Exercise requirements: Using the data below, copy every line that contains the word "background".

Source data:
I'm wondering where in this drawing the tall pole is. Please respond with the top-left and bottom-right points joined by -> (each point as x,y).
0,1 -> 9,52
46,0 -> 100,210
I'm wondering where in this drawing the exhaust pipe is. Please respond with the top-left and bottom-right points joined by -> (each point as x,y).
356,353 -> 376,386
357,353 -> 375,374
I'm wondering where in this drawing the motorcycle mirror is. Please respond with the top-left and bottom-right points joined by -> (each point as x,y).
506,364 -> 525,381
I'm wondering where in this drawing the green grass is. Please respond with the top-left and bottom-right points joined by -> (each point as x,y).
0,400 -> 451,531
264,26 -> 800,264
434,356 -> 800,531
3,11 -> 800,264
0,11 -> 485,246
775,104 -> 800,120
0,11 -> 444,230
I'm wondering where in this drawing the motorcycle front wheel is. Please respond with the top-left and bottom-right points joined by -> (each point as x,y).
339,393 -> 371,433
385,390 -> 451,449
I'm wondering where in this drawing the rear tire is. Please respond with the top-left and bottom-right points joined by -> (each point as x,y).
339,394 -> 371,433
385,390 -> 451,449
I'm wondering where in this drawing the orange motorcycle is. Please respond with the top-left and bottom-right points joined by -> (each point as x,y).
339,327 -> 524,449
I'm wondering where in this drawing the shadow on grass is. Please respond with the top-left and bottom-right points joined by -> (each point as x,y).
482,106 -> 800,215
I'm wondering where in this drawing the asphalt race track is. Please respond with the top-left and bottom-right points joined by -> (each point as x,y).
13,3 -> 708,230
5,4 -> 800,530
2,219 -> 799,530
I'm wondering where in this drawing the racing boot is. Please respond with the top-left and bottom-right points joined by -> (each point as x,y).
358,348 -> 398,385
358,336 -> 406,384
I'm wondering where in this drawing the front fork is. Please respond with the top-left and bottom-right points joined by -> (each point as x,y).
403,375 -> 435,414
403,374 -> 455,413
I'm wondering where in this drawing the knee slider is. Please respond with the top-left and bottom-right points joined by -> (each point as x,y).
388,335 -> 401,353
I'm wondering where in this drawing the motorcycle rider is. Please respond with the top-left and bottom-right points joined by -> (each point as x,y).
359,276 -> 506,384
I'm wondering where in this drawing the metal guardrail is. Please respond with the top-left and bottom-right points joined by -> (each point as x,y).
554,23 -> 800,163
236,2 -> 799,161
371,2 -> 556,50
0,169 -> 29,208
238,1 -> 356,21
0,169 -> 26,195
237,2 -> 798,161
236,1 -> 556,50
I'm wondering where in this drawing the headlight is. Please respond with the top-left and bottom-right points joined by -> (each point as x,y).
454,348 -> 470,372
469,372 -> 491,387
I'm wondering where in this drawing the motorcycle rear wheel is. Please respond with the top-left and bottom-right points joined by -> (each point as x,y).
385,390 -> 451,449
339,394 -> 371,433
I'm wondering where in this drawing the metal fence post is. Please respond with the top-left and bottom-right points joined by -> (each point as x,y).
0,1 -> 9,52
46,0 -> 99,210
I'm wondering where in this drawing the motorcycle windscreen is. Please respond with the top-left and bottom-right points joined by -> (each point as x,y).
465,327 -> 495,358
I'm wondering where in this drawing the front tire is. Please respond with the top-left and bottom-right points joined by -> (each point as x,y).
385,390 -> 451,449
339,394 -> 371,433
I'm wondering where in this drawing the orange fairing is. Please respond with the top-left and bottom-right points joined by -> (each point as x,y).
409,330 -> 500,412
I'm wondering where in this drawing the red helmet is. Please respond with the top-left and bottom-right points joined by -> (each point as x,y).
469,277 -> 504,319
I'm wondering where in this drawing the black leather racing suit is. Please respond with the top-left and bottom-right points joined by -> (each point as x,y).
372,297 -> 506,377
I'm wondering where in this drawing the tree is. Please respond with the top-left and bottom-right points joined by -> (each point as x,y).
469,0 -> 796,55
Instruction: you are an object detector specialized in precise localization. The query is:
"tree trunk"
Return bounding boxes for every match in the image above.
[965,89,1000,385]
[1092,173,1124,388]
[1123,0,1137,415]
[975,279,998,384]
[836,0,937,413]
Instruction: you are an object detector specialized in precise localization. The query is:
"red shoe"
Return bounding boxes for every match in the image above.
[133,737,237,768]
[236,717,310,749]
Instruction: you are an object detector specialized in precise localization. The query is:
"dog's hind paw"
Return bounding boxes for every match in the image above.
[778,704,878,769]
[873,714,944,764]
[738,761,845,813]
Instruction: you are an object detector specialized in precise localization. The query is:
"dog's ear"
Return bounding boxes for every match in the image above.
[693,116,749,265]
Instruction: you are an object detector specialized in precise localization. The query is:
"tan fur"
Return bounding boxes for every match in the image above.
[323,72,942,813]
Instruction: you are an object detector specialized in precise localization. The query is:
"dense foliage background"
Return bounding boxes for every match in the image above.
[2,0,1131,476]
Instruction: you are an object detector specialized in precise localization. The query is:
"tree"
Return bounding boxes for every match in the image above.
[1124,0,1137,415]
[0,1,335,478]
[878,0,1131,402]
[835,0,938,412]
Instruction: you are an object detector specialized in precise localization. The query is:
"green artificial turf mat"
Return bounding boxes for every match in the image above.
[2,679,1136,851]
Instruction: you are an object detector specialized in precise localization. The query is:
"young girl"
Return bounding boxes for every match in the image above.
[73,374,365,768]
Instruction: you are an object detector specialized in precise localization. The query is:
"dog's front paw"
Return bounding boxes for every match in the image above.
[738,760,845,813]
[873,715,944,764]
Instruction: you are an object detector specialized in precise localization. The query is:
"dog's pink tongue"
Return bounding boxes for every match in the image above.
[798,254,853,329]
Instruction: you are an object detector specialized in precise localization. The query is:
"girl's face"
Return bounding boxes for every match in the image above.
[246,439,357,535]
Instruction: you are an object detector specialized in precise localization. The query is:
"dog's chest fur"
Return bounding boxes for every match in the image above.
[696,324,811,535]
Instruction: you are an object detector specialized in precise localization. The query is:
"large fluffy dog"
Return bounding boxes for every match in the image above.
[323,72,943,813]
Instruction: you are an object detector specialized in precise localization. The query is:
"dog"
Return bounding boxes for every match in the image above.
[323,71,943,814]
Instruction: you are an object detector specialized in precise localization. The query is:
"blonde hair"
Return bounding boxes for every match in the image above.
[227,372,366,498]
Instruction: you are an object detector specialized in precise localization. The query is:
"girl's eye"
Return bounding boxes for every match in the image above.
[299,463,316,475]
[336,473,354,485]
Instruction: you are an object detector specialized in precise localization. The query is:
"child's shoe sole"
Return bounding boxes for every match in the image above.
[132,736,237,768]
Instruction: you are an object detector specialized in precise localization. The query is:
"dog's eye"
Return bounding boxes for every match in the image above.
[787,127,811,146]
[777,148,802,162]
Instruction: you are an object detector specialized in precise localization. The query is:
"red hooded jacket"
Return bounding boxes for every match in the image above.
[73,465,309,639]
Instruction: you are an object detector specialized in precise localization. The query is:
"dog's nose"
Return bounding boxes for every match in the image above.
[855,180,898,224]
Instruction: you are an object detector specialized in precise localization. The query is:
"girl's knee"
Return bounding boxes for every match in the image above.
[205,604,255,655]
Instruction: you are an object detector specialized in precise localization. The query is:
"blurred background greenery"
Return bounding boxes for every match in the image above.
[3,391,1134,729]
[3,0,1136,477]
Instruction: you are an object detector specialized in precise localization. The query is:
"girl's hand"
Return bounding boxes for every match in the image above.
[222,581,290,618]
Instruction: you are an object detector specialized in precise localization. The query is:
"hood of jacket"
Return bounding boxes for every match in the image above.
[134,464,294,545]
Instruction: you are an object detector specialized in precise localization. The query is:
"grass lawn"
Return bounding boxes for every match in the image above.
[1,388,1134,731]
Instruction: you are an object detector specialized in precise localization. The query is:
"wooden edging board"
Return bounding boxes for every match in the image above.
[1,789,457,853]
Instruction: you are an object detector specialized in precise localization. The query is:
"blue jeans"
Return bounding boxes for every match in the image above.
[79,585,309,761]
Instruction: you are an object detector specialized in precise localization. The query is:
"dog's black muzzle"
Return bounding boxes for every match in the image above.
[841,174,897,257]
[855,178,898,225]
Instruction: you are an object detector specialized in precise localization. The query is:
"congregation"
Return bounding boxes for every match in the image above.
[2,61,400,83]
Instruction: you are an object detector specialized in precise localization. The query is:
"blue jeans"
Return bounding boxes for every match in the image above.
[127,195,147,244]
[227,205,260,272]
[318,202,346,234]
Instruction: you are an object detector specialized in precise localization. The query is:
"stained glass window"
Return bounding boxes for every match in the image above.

Written reply:
"dense foliage background"
"blurred background greenery"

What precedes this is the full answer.